» **WHAT IS REQUIRED**: Rewrite the data below with every "windshield" replaced by "headlight", leaving everything else unchanged and omitting the pictures.

<<<<

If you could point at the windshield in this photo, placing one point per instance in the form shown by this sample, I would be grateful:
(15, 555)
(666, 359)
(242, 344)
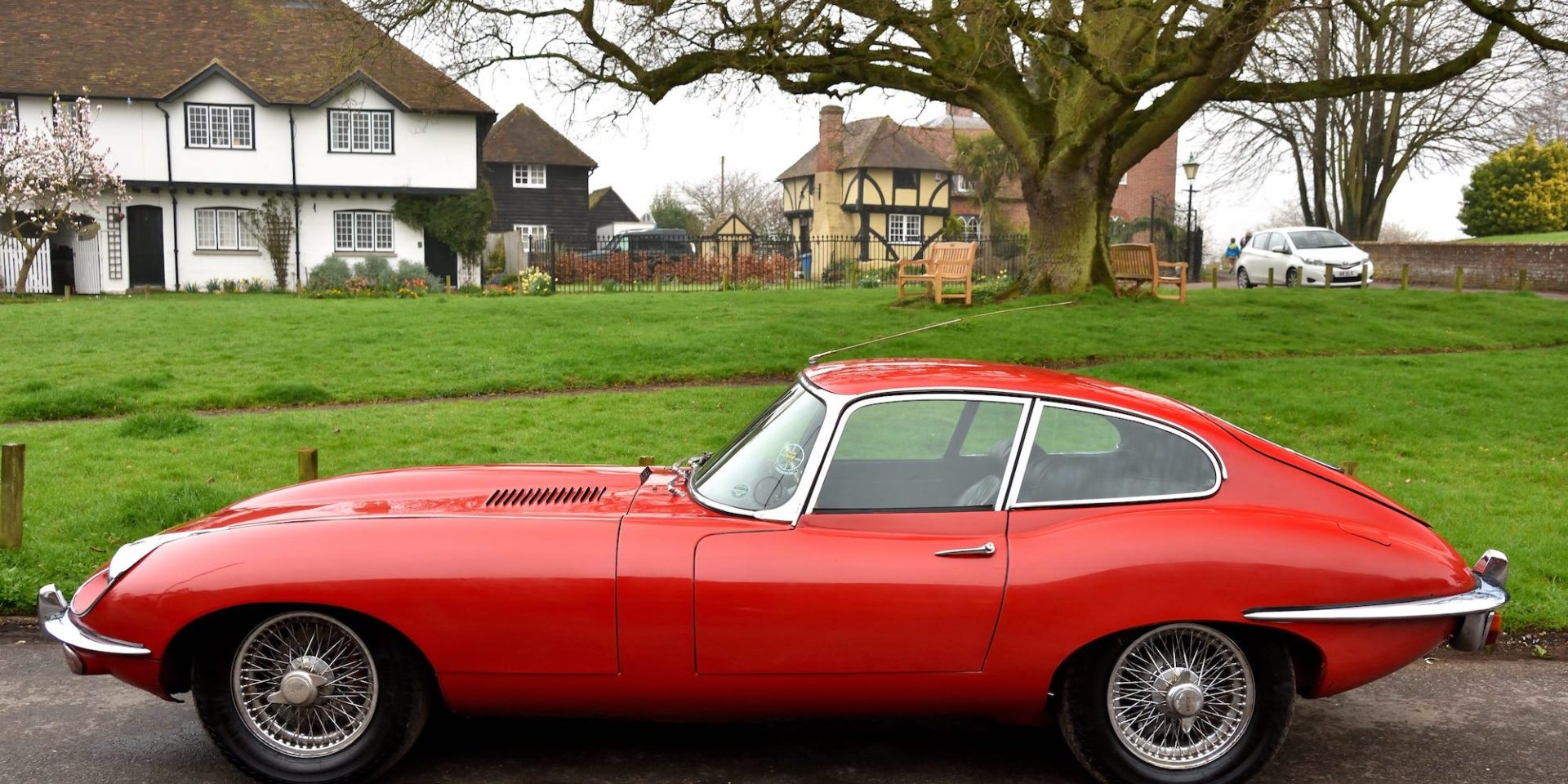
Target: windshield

>>>>

» **WORKED ANSWER**:
If you could point at the headlight in this photo, placing one point per instance in the form shown by this sample, I would be grateful:
(15, 555)
(666, 359)
(242, 344)
Target: headlight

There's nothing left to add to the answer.